▶ Page extract
- - -

Notice, that I don’t use #|. This is because #| is a special thing in a .qmd code chunk to specify options. I instead use # to represent headers and #* for subheadings in my comments. This allows me to create a bulleted-list-type set of comments that are pretty easy to read and to also follow for teammates.

7.2 Objects

Objects represent the temporarily stored (cached) result of any operation/function in R.

You define objects with the assignment operator (<-).

Here is an example:

Say that I want to evaluate the expression \(1+1\). But say I want to access the result of that expression later. Either because I don’t want to rerun the code or if I want to store the result and do some other things to it later.

I can create an object to store the result of me evaluating the expression \(1+1\). R stores this object in your environment (see Chapter 3) and will stay accessible to you until you close out of RStudio (RStudio Team 2020).

# Define a = 1+1
a <- 1+1

So with the code chunk above, what does a represent?

Let’s check:

print(a)

[1] 2

Now let’s say that I want to evaluate the expression \(1+1+1\) later in my code. But I already evaluated part of this expression with \(1+1\)! Since I stored the result in a, I can just evaluate the expression \(a+1\) which is equivalent to \(1+1+1\).

- - -

▶ Raw data

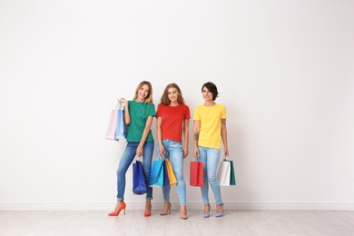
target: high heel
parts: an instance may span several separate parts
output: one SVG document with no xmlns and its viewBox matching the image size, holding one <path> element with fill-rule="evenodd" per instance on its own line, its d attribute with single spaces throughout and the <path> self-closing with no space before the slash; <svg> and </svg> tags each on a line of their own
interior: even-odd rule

- - -

▶ Task 1
Reproduce the passage on R objects, starting with "I can create" and going on through "(RStudio Team 2020).".
▶ Task 2
In the passage on R objects, which operator is used to define objects?
▶ Task 3
Pick up the passage on R objects after its last sentence and carry it forward.

▶ Task output 1
I can create an object to store the result of me evaluating the expression \(1+1\). R stores this object in your environment (see Chapter 3) and will stay accessible to you until you close out of RStudio (RStudio Team 2020).

▶ Task output 2
The assignment operator (<-).

▶ Task output 3
# Evaluate a+1
b <- a+1

We should expect that \(b=3\):

print(b)

[1] 3

7.2.1 Functions

Functions are a specific type of object.

Functions are simply an object that takes an input and does something to that input. R is full of functions.

Some examples of functions that we have already dealt with:

<-: The input is the object and the name you want to assign the object
+: The input are the numbers you want to sum

Functions more generally are predefined with underlying code (often very complex) that do some task for you. They are a shortcut so that you don’t have to rewrite that same code. Otherwise, everyone’s scripts would be much longer than they are.

As functions are a specific type of object, the whole idea behind a function is to only need to write the code once; rather than multiple times throughout a script.

We can write our own functions (advanced topic we aren’t going to go over), and we can access the functions written by other people to make our life easier.

When someone writes a function and want to share it, they often have other related functions and code. They can package all of this code into a library and submit it to code repositories such as Github or CRAN (where you downloaded R; because what you downloaded came with basic functions like + and <-).

If there is a function that someone has written and packaged, you will need to install the underlying code onto your computer so that you can use it for your own work.

7.2.1.1 Installing packages

To install a package from CRAN (often the default place to download packages from), you can use the built-in function install.packages()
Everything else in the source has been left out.